--- Begin Text extract ---
Abstract

In order to explore the impact of a manufacturer’s or retailer’s undertaking corporate social responsibility (CSR) and different power structures on their joint green marketing decisions and profits in the green supply chain, this paper establishes green supply chain optimization models under six different decision-making scenarios according to two different CSR bearers and three different power structures. Based on the main assumptions of a linear product demand function and CSR measured by consumer surplus, this paper solves the equilibrium solutions of the manufacturer and the retailer through game theory. The results show that: First, the difference in the degree of CSR undertaken by manufacturers and retailers leads to a difference in the ranking of optimal strategies of both parties under the three power structures. Second, under the same power structure, compared with undertaking CSR by oneself, when the other party undertakes CSR, the level of the product’s green degree, the level of green promotion, the party’s own profit, and the profit of the other party are all higher. Third, regardless of the power structure, manufacturers and retailers undertaking CSR is conducive to improving the level of product greenness, increasing green promotion, lowering the retail price, increasing consumers’ willingness to buy green products, and ultimately helping to increase the profits of manufacturers and retailers.
--- End Text extract ---
> _Directives_
a - In the green supply chain abstract, how many decision-making scenarios do the models cover?
b - Summarize the green supply chain abstract in two sentences.
--- Begin Raw data ---
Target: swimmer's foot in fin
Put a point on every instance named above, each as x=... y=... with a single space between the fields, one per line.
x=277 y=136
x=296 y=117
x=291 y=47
--- End Raw data ---
> _Results of the exercise_
a - Six, formed from two CSR bearers and three power structures.

b - The paper builds green supply chain optimization models for six scenarios, pairing two CSR bearers with three power structures, and uses game theory to solve for the manufacturer's and retailer's equilibria. It finds that under any power structure, CSR by either party raises product greenness and green promotion, lowers the retail price, increases consumers' willingness to buy green products, and helps increase both parties' profits.